***** ТЕКСТ ДЛЯ ЧТЕНИЯ *****
Японская мифология: центральный миф
В начале был хаос, похожий на океан масла или на яйцо, которое имело едва-едва разграниченные части, но уже содержало в себе зародыш. Из этой смеси выпрыгнула «вещь», напоминающая побег тростника, но мыслимая как божество и наделенная именем. Хотя одновременно вызываются к жизни и иные божества, варьирующиеся в различных записях, но значение их всех ничтожно и они тут же исчезают. Всего насчитывается семь поколений или пар этих второстепенных божков. Можно думать, что они являются персонификацией порождающих стихий, таких, как ил, испарения, семена, и появляются они в виде сочетающихся братьев и сестер. И только восьмой, и последней, паре этой группы придается существенное, хотя и преходящее значение для последующего изложения. В порядке появления это Идзанаги, Призывающий Муж, и его сестра Идзанами, Призывающая Женщина.
По приказанию так называемых «небесных божеств», которые были произведены на свет раньше, Идзанаги и Идзанами, став рядом на Плавающем Небесном Мосту (Ама-но укихаси), втыкают небесное копье, украшенное драгоценностями, в море хаоса, расстилающееся под ними. Так они размешивают эту жидкость до тех пор, пока она не свертывается и не загустевает. После этого они выдергивают копье, и капли морской воды, упавшие обратно в океан, образуют остров Оногоро, т. е. Самозагустевший.
***** ЗАПИСИ ДАННЫХ *****
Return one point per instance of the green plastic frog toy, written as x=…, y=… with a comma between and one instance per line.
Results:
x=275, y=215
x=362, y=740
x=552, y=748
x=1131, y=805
*****
* **ЗАДАНИЕ**
Согласно тексту о японской мифологии, какое название получил остров, образованный каплями морской воды, упавшими с выдернутого копья?

* **ОТВЕТ**
Остров Оногоро, т. е. Самозагустевший.